Task brief ->
Print the records word for word. Start at the line containing "the carousel roof" and end at the last line of the records, with both of those lines included.

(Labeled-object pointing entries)
────────

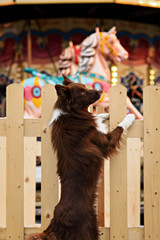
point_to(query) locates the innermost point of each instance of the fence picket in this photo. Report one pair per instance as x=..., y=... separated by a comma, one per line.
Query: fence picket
x=49, y=185
x=3, y=181
x=15, y=163
x=29, y=180
x=133, y=181
x=151, y=163
x=118, y=169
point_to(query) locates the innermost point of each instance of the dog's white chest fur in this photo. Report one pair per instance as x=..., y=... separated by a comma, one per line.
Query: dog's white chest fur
x=56, y=114
x=100, y=122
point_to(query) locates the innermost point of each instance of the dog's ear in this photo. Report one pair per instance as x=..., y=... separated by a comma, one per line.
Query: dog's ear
x=62, y=91
x=66, y=80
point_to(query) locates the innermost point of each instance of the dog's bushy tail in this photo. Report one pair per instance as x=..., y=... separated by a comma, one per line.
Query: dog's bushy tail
x=43, y=236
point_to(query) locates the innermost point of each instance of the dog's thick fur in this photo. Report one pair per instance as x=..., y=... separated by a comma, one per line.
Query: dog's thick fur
x=81, y=142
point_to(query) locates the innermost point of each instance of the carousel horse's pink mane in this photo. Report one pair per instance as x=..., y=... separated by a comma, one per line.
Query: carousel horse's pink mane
x=92, y=53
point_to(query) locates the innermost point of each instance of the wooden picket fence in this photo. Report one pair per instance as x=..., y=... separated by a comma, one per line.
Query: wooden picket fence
x=118, y=204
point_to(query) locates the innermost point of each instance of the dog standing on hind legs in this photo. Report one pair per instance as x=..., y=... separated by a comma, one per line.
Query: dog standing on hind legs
x=81, y=140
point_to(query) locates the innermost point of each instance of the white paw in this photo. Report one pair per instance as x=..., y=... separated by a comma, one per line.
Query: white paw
x=103, y=116
x=127, y=121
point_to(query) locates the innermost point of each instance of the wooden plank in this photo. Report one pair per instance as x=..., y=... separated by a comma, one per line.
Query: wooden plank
x=100, y=199
x=133, y=233
x=152, y=162
x=118, y=169
x=2, y=181
x=49, y=185
x=29, y=180
x=136, y=130
x=2, y=127
x=32, y=127
x=15, y=162
x=133, y=171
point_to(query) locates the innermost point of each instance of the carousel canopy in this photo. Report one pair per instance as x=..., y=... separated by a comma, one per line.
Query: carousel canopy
x=149, y=3
x=145, y=11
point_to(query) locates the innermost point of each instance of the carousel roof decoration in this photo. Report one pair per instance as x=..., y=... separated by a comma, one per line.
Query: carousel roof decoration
x=147, y=3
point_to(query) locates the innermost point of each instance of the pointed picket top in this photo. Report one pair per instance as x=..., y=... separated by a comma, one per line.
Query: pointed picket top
x=117, y=104
x=49, y=187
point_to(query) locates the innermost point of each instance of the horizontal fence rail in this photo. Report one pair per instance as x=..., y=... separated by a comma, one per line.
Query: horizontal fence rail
x=118, y=202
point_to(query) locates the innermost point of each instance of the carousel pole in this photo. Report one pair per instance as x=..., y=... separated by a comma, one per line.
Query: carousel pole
x=29, y=44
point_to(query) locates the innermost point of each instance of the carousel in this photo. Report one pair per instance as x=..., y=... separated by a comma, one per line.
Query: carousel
x=92, y=43
x=98, y=43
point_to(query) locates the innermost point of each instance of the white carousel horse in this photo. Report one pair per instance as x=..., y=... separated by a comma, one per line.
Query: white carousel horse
x=86, y=63
x=90, y=57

────────

Solution to this exercise ->
point_to(query) locates the innermost point of each instance of the carousel roof decoration in this photo. Report one pair per instance as x=..., y=... separated by a comma, one per line.
Query: carousel roof decoration
x=147, y=3
point_to(query) locates the innermost point of each instance of the pointed picket top in this photo. Report one pair per instance as x=..., y=... separated by a comma, one per line.
Query: pointed picket top
x=117, y=104
x=49, y=187
point_to(query) locates the innermost point of each instance of the horizontal fence rail in this photo. Report one pair per instance as x=..., y=... separated by a comma, one per line.
Query: horizontal fence rail
x=118, y=202
point_to(query) locates the innermost point of each instance of the carousel pole in this photo. Report one pair per instance as x=..., y=... separated by a comma, one per line.
Query: carousel pole
x=29, y=44
point_to(query) locates the innermost point of each instance of the carousel in this photo. Report one pair per instance as x=..., y=... separated by a comma, one per line.
Query: carousel
x=92, y=43
x=98, y=43
point_to(query) locates the innermost point of each instance of the white carousel horse in this photo. Report one pair per instance as x=..., y=... separated by a comma, one per line.
Query: white carousel horse
x=86, y=63
x=90, y=57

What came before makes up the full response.